* Selected text *
________________________________________

Published on Thursday, 26 March 2026 at 7:30 am

Everton exploring legal options over lack of sporting sanctions against Chelsea
Everton are preparing to demand a formal explanation from the Premier League and are actively exploring a potential legal challenge after the governing body imposed no sporting sanctions on Chelsea for historic rule breaches.
The Merseyside club, docked eight points last season for two separate Profit and Sustainability Rules (PSR) infringements, have instructed lawyers to examine whether the Premier League has applied its regulations inconsistently. Chelsea were fined £10.75 million and handed a suspended transfer ban after self-reporting £47.5 million in undisclosed payments to players and agents between 2011 and 2018, a period in which the club won eight major trophies, including two Premier League titles.
Everton’s frustration centres on the absence of any points deduction for Chelsea, despite the scale and duration of the concealed transactions. Premier League documents relating to Everton’s and Nottingham Forest’s PSR cases repeatedly reference “sporting advantage” gained through overspending, yet the Chelsea settlement contains no such language.

________________________________________

* Directions *
Please pick up the article on Everton's legal options over Chelsea's sanctions and continue it from where it stops. The entries that follow are separate material and have no connection to the article about Everton and Chelsea.

________________________________________

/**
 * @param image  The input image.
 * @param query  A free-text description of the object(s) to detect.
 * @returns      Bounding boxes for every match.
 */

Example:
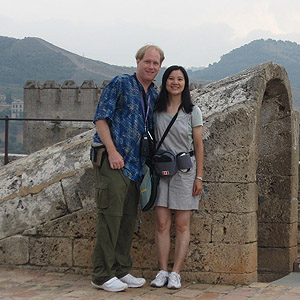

________________________________________

* Reply *
Senior Goodison Park officials are expected to write to league chiefs Richard Masters and Alison Brittain within days requesting a detailed breakdown of the process that led to the Chelsea agreement. The club believe the decision could create a problematic precedent, particularly with Manchester City’s 115 financial-charge hearing still pending.
Nottingham Forest, who were deducted four points in 2023-24 for a single PSR breach, have held preliminary talks with Everton about a joint approach but have yet to commit. Both clubs are taking external legal counsel and could escalate the matter if unsatisfied with the Premier League’s response.
Top-flight executives have privately questioned why Chelsea’s cooperation justified what many regard as a lenient outcome. The league has indicated that without the club’s current ownership voluntarily supplying evidence uncovered during the 2022 takeover, a conviction would have been difficult to secure. The £10.75 million penalty will be paid from the £150 million reserve fund negotiated as a discount from Roman Abramovich’s sale price to cover future liabilities.
Compounding Everton’s grievance is the ongoing £50 million compensation claim brought by Burnley, who allege that Everton’s 2021-22 PSR breach contributed to their relegation. Everton could yet face further sporting or financial penalties from that arbitration, heightening their sensitivity to any perceived disparity in disciplinary standards.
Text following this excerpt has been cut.